Problem to solve: Retype the lines starting at the beginning of the records and ending at the line containing "Outlines of the tank", including that line. Omit the pictures from your answer.

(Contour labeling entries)
* * *

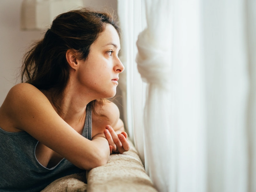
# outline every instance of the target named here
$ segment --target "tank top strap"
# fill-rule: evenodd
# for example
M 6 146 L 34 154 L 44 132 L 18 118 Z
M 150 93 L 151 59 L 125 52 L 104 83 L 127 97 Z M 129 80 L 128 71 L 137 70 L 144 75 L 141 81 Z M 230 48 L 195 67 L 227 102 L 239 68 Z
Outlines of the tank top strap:
M 86 107 L 86 116 L 82 136 L 91 140 L 92 128 L 92 104 L 90 102 Z

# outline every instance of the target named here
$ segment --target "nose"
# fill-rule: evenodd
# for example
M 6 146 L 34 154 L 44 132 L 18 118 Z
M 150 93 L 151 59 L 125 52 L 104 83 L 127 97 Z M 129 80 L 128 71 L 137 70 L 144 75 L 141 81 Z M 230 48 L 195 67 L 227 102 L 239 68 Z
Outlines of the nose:
M 118 71 L 119 73 L 121 73 L 124 70 L 124 66 L 118 58 L 117 59 L 114 69 L 115 71 Z

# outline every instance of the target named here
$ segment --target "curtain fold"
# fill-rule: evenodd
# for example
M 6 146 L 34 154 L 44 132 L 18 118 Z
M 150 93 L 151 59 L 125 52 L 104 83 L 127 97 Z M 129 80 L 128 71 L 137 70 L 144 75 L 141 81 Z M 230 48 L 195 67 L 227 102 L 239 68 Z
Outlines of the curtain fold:
M 256 191 L 256 2 L 138 1 L 127 117 L 156 188 Z
M 124 64 L 124 73 L 120 74 L 123 95 L 126 128 L 145 165 L 142 128 L 142 80 L 138 72 L 135 58 L 137 52 L 135 42 L 142 30 L 140 0 L 118 0 L 117 12 L 122 29 L 120 60 Z
M 157 189 L 167 191 L 171 173 L 168 152 L 171 151 L 171 6 L 169 1 L 145 3 L 147 25 L 136 43 L 138 70 L 148 84 L 144 110 L 145 159 L 149 176 Z M 168 19 L 170 22 L 165 22 Z
M 247 0 L 247 35 L 250 92 L 248 102 L 248 190 L 256 191 L 256 1 Z

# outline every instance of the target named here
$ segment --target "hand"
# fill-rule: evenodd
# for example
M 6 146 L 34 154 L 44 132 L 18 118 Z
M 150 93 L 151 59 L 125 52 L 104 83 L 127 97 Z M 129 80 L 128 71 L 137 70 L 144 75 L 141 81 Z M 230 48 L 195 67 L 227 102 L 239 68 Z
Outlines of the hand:
M 130 144 L 127 140 L 127 133 L 123 132 L 117 135 L 110 125 L 107 125 L 104 134 L 108 141 L 110 154 L 123 154 L 129 150 Z

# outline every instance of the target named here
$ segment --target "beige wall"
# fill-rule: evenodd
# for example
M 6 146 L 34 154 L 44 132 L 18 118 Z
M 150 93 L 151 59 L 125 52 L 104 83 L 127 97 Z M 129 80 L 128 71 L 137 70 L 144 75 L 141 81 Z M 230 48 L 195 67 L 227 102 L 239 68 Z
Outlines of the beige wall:
M 22 57 L 32 41 L 39 39 L 44 31 L 21 31 L 20 29 L 22 0 L 0 0 L 0 105 L 10 89 L 20 82 L 19 74 Z M 84 0 L 84 4 L 101 10 L 105 6 L 116 13 L 116 0 Z M 117 89 L 117 95 L 120 94 Z M 122 103 L 121 100 L 119 102 Z M 122 109 L 120 109 L 122 117 Z

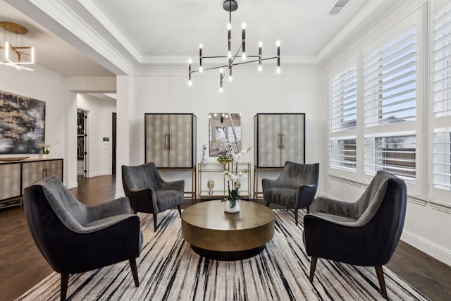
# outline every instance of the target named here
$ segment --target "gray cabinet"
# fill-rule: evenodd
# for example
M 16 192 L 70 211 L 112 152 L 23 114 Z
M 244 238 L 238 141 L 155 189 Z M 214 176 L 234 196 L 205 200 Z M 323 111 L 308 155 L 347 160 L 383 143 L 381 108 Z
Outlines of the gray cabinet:
M 196 116 L 192 113 L 144 115 L 145 162 L 157 168 L 196 166 Z
M 255 167 L 281 168 L 286 161 L 305 162 L 304 113 L 257 113 L 254 131 Z
M 0 199 L 20 196 L 20 164 L 0 164 Z
M 63 180 L 62 159 L 0 162 L 0 208 L 21 207 L 23 190 L 52 175 Z
M 63 180 L 63 159 L 47 159 L 22 164 L 22 190 L 50 176 Z

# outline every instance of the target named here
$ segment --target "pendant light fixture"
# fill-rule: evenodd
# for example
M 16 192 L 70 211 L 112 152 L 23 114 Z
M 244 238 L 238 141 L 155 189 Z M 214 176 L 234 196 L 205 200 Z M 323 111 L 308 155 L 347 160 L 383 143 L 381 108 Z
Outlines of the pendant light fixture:
M 0 22 L 4 30 L 4 44 L 0 44 L 0 64 L 14 67 L 18 70 L 33 70 L 35 47 L 23 46 L 23 36 L 27 30 L 23 26 L 11 22 Z
M 225 56 L 204 56 L 203 54 L 203 45 L 201 44 L 199 47 L 199 68 L 197 70 L 192 70 L 192 61 L 190 59 L 188 60 L 188 85 L 192 85 L 192 81 L 191 78 L 192 73 L 203 71 L 209 71 L 211 70 L 219 69 L 219 92 L 223 92 L 223 82 L 227 74 L 228 73 L 228 81 L 233 80 L 232 70 L 234 66 L 238 65 L 244 65 L 247 63 L 258 63 L 257 70 L 261 71 L 262 61 L 276 59 L 277 62 L 277 68 L 276 69 L 277 73 L 280 72 L 280 43 L 277 41 L 276 46 L 277 47 L 277 55 L 276 56 L 263 58 L 261 55 L 262 43 L 259 43 L 259 54 L 258 55 L 248 55 L 246 52 L 246 23 L 242 23 L 242 40 L 240 43 L 240 46 L 238 50 L 233 54 L 232 52 L 232 12 L 238 8 L 238 4 L 235 0 L 225 0 L 223 3 L 223 8 L 225 11 L 229 13 L 229 23 L 227 25 L 227 35 L 228 35 L 228 52 Z M 235 61 L 237 58 L 241 57 L 242 61 Z M 227 63 L 223 65 L 204 68 L 203 63 L 205 59 L 226 59 Z M 247 59 L 251 59 L 247 60 Z

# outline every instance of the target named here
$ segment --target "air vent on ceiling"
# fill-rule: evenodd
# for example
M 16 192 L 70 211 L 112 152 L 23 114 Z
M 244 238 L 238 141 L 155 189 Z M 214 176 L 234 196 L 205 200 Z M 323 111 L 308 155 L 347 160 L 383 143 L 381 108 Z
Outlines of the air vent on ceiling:
M 350 0 L 338 0 L 330 11 L 329 11 L 328 14 L 330 16 L 336 16 L 339 14 L 349 1 Z

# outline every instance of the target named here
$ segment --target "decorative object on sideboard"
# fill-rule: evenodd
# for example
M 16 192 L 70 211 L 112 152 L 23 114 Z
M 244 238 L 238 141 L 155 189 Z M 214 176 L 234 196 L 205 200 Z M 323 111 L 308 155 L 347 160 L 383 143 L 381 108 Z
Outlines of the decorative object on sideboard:
M 238 8 L 238 4 L 235 0 L 225 0 L 223 2 L 223 8 L 226 10 L 226 11 L 228 11 L 229 13 L 229 23 L 227 25 L 228 30 L 228 52 L 226 56 L 204 56 L 202 54 L 202 49 L 203 46 L 201 44 L 199 47 L 199 69 L 197 70 L 192 70 L 191 64 L 192 63 L 192 61 L 191 59 L 188 61 L 188 85 L 192 85 L 192 81 L 191 80 L 191 73 L 194 72 L 202 73 L 202 71 L 206 71 L 210 70 L 216 70 L 219 69 L 219 92 L 223 92 L 223 80 L 228 73 L 228 80 L 232 81 L 232 70 L 234 66 L 237 65 L 243 65 L 250 63 L 259 63 L 258 70 L 261 70 L 261 63 L 263 61 L 277 60 L 277 68 L 276 72 L 279 73 L 280 72 L 280 43 L 279 41 L 277 41 L 276 45 L 277 47 L 277 55 L 276 56 L 263 58 L 261 55 L 261 47 L 262 43 L 260 42 L 259 43 L 259 54 L 258 55 L 247 55 L 246 54 L 246 23 L 242 23 L 242 39 L 240 48 L 236 51 L 235 54 L 232 54 L 232 11 L 235 11 Z M 241 54 L 240 54 L 241 53 Z M 237 57 L 241 56 L 242 59 L 242 62 L 235 62 L 235 59 Z M 247 58 L 252 58 L 249 61 L 246 61 Z M 203 67 L 203 59 L 227 59 L 228 60 L 228 63 L 226 62 L 220 66 L 214 66 L 214 67 L 208 67 L 204 68 Z M 224 70 L 223 68 L 226 68 Z
M 0 22 L 4 29 L 4 40 L 0 44 L 0 65 L 14 67 L 18 70 L 32 71 L 35 64 L 35 47 L 23 46 L 23 36 L 28 31 L 25 27 L 11 22 Z M 18 44 L 20 41 L 20 44 Z
M 45 102 L 0 91 L 0 154 L 41 154 Z
M 4 158 L 0 158 L 0 161 L 22 161 L 30 157 L 29 156 L 6 156 Z
M 240 152 L 234 151 L 233 147 L 229 145 L 227 152 L 227 156 L 230 157 L 230 162 L 228 164 L 228 170 L 225 170 L 223 172 L 224 177 L 227 179 L 227 186 L 228 190 L 228 197 L 223 199 L 222 202 L 226 202 L 224 205 L 224 210 L 229 213 L 235 213 L 240 211 L 239 200 L 240 199 L 238 193 L 238 189 L 241 187 L 242 180 L 245 180 L 247 177 L 247 173 L 249 171 L 238 171 L 238 164 L 241 157 L 251 149 L 250 147 L 246 149 L 242 149 Z M 236 162 L 236 166 L 233 168 L 233 164 Z M 235 208 L 235 206 L 238 206 Z
M 202 163 L 207 163 L 209 161 L 206 159 L 206 145 L 204 145 L 202 148 Z
M 207 180 L 206 187 L 208 187 L 209 190 L 210 190 L 209 191 L 209 195 L 213 195 L 213 191 L 211 190 L 211 189 L 214 187 L 214 181 L 212 180 Z

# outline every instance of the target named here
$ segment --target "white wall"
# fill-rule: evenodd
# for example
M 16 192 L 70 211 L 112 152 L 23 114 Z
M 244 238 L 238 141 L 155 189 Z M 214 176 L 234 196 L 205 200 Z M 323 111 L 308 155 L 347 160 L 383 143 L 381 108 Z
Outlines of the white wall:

* * *

Exercise result:
# outline every instance of the target named here
$ segment --target "tank top strap"
# fill-rule: evenodd
# for example
M 6 146 L 34 154 L 44 132 L 18 118 Z
M 150 93 L 151 59 L 125 52 L 104 83 L 127 97 Z M 129 80 L 128 71 L 137 70 L 144 75 L 141 81 Z M 230 48 L 195 67 L 227 102 L 239 68 Z
Outlines of the tank top strap:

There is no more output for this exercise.